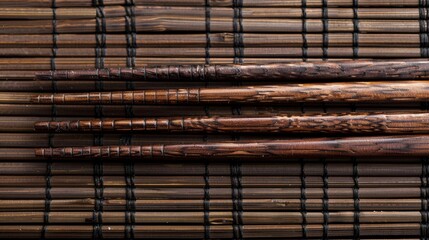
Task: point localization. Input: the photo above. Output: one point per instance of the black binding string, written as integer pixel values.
(325, 200)
(325, 20)
(238, 31)
(424, 28)
(237, 202)
(206, 200)
(98, 111)
(131, 34)
(98, 170)
(100, 38)
(356, 200)
(131, 31)
(99, 200)
(424, 191)
(48, 174)
(54, 44)
(208, 40)
(304, 200)
(355, 29)
(130, 218)
(304, 31)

What is expected:
Please write out the listing again with "black binding string" swapped for "dark binding cord" and everything else unchanged, leaving out the pictures.

Complete answer:
Task: point localization. Input: the photo above. Output: one point per instance of the dark binding cord, written as integer pixel values.
(325, 200)
(325, 20)
(238, 31)
(424, 28)
(237, 202)
(206, 200)
(98, 111)
(131, 34)
(98, 170)
(100, 38)
(356, 200)
(131, 31)
(99, 200)
(424, 191)
(48, 174)
(54, 44)
(208, 40)
(304, 200)
(355, 29)
(130, 218)
(304, 31)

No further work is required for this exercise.